◆ Location identification items:
◇ ◇ ◇ ◇ ◇ ◇ ◇

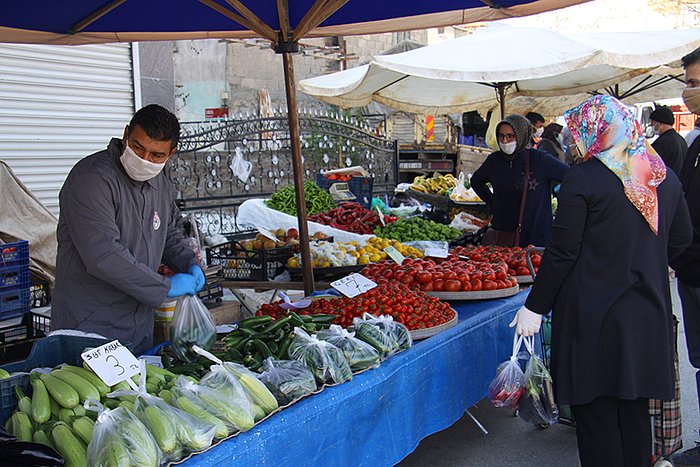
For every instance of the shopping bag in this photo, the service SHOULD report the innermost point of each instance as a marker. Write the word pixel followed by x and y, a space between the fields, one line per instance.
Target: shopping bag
pixel 192 324
pixel 537 404
pixel 508 386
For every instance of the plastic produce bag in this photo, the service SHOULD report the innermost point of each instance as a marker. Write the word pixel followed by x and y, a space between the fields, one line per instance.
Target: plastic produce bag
pixel 192 324
pixel 287 380
pixel 233 380
pixel 325 360
pixel 508 386
pixel 120 439
pixel 175 431
pixel 382 333
pixel 229 411
pixel 537 405
pixel 359 354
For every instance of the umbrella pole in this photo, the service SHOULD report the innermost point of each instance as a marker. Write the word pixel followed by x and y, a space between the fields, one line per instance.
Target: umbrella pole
pixel 501 89
pixel 298 168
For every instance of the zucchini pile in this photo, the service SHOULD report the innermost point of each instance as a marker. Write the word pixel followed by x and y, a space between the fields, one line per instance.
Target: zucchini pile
pixel 168 418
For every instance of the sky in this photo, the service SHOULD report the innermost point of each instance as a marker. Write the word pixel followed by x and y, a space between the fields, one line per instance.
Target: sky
pixel 608 16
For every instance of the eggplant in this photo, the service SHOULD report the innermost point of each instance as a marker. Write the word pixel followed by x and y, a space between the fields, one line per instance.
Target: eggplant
pixel 25 453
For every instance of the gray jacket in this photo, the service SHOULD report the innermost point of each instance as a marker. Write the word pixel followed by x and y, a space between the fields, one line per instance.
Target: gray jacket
pixel 113 234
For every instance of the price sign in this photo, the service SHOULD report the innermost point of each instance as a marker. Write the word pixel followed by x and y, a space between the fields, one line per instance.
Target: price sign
pixel 152 360
pixel 266 233
pixel 353 285
pixel 381 215
pixel 112 362
pixel 436 252
pixel 394 254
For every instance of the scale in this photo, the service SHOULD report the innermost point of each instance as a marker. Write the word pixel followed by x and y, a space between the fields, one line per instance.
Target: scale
pixel 341 192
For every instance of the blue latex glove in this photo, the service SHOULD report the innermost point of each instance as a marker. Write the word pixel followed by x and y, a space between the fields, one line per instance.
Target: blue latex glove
pixel 182 284
pixel 198 275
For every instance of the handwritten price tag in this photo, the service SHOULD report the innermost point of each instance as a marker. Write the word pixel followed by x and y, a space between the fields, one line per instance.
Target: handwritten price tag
pixel 112 362
pixel 436 252
pixel 381 216
pixel 394 254
pixel 353 285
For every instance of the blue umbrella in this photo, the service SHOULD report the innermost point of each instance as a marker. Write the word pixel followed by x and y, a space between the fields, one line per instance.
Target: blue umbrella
pixel 283 22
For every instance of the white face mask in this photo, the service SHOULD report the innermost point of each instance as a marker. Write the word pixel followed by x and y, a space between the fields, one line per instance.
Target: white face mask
pixel 508 148
pixel 139 169
pixel 691 97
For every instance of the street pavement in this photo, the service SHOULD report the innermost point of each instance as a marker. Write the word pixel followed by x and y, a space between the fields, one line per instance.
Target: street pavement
pixel 512 442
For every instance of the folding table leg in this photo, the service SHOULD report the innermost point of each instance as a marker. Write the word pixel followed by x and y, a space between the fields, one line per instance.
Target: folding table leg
pixel 477 422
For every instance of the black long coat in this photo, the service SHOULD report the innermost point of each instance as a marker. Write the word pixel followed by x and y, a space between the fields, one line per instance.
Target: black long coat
pixel 604 275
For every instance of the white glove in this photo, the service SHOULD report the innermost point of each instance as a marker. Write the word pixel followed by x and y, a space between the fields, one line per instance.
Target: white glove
pixel 527 322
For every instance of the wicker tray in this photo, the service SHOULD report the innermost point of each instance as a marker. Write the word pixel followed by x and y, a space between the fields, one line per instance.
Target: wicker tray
pixel 525 279
pixel 328 273
pixel 419 334
pixel 476 295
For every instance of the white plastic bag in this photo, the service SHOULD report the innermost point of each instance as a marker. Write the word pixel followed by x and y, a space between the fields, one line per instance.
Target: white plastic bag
pixel 359 354
pixel 119 438
pixel 191 325
pixel 287 380
pixel 229 412
pixel 325 360
pixel 508 386
pixel 176 432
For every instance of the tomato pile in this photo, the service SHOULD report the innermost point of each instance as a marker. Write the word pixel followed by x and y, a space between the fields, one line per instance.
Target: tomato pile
pixel 409 307
pixel 443 275
pixel 513 257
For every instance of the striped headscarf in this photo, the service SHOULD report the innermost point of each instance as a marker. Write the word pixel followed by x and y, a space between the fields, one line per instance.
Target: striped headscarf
pixel 604 128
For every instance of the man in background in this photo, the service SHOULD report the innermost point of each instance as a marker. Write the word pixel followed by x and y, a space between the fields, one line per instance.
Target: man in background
pixel 669 145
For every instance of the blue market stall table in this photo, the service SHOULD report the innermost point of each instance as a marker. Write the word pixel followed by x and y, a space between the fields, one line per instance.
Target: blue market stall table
pixel 381 415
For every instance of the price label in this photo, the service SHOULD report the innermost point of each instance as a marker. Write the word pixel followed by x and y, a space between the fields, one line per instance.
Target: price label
pixel 394 254
pixel 266 233
pixel 112 362
pixel 353 285
pixel 381 216
pixel 435 252
pixel 152 360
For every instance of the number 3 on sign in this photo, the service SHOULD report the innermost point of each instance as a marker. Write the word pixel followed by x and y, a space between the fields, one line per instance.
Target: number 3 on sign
pixel 353 285
pixel 112 362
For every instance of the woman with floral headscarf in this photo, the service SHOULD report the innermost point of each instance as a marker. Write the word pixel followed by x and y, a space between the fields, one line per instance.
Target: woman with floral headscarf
pixel 604 275
pixel 506 171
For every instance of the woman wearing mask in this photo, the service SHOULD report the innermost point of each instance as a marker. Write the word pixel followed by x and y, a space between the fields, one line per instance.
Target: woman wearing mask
pixel 551 141
pixel 604 275
pixel 521 178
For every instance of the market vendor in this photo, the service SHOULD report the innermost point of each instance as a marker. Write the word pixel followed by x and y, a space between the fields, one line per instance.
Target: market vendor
pixel 505 171
pixel 118 223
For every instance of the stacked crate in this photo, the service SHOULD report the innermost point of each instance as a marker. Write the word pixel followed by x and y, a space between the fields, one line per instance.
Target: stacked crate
pixel 14 279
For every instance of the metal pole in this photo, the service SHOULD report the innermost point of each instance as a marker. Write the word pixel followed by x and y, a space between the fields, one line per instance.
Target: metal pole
pixel 502 99
pixel 298 168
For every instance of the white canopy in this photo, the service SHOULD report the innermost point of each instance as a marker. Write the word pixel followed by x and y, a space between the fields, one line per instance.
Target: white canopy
pixel 461 74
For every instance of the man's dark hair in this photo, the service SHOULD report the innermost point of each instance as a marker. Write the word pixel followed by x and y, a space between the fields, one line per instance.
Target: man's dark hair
pixel 534 117
pixel 158 123
pixel 692 57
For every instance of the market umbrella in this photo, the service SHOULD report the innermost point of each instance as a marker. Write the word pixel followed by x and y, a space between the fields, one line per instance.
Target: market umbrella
pixel 283 22
pixel 462 74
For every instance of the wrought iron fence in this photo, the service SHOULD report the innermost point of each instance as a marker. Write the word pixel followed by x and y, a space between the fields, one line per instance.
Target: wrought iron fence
pixel 208 187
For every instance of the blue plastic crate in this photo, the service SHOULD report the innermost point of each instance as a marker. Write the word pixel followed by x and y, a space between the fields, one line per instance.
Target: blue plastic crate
pixel 361 187
pixel 14 301
pixel 48 352
pixel 14 276
pixel 14 253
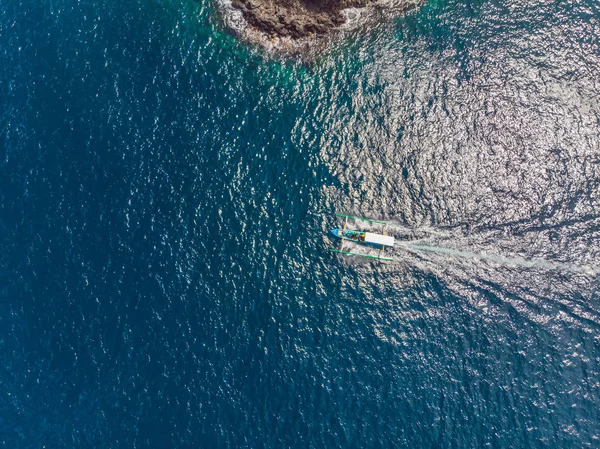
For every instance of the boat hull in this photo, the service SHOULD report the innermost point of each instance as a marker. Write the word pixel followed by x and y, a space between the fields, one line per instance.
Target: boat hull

◇ ◇ ◇ ◇ ◇ ◇ ◇

◆ REQUIREMENT: Retype exactly the lines from the one containing "For every instance of the white canopy" through the last line of the records above, both included, and leave out any pictures.

◆ REPLY:
For every instance of the white canopy in this photo, the service SHOULD report the innermost point of each instance as a marker. Write the word pixel followed by x and y, a space between the fields, one line per instance.
Target: white canopy
pixel 461 74
For every instance of the man's dark hair in this photo, the service SHOULD report the innermost point of each instance as a marker. Write the word pixel followed by x and y, a space between the fields, one line per instance.
Target: man's dark hair
pixel 534 117
pixel 158 123
pixel 692 57
For every instance of the market umbrella in this photo, the service SHOULD report the innermost point of each instance as a marker. Write the word pixel followed by x and y, a space between the fields, one line per instance.
Target: market umbrella
pixel 283 22
pixel 462 74
For every instance of the wrought iron fence in this photo, the service SHOULD report the innermost point of each instance as a marker. Write the word pixel followed by x and y, a space between the fields, one line per instance.
Target: wrought iron fence
pixel 208 187
For every instance of the blue plastic crate in this photo, the service SHOULD report the innermost point of each instance as a marker. Write the word pixel followed by x and y, a space between the fields, one line per instance.
Target: blue plastic crate
pixel 361 187
pixel 14 301
pixel 48 352
pixel 14 276
pixel 14 253
For every instance of the boat hull in this photo, the service SHOULD report the innermost point of each instance as a marker. Write the word pixel followed by x and y, a space between the fields, one line per instance.
Target: boat hull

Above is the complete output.